Job: Count the lines in the rows below that contain the string "target". Give only that number.

Recorded data:
_ _ _

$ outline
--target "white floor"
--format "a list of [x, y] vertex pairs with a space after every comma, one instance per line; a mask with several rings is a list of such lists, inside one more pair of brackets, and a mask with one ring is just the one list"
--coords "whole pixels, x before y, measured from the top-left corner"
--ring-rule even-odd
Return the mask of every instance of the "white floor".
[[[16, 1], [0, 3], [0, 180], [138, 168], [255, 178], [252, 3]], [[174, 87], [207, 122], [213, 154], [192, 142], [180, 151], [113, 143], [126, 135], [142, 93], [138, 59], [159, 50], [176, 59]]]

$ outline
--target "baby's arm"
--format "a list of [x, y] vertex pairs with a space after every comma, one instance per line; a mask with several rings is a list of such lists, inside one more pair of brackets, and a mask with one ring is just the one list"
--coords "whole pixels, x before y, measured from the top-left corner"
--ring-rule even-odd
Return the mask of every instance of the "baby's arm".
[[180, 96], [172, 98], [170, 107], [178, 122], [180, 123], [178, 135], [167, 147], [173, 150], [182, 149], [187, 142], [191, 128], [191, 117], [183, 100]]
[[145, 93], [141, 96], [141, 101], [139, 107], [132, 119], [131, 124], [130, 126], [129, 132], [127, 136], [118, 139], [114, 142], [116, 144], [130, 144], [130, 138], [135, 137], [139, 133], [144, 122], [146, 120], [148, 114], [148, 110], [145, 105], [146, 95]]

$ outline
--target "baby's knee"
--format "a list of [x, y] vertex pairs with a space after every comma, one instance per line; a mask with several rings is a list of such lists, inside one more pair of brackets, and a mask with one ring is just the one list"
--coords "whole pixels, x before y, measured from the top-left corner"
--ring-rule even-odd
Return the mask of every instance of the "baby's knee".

_ _ _

Written solution: 3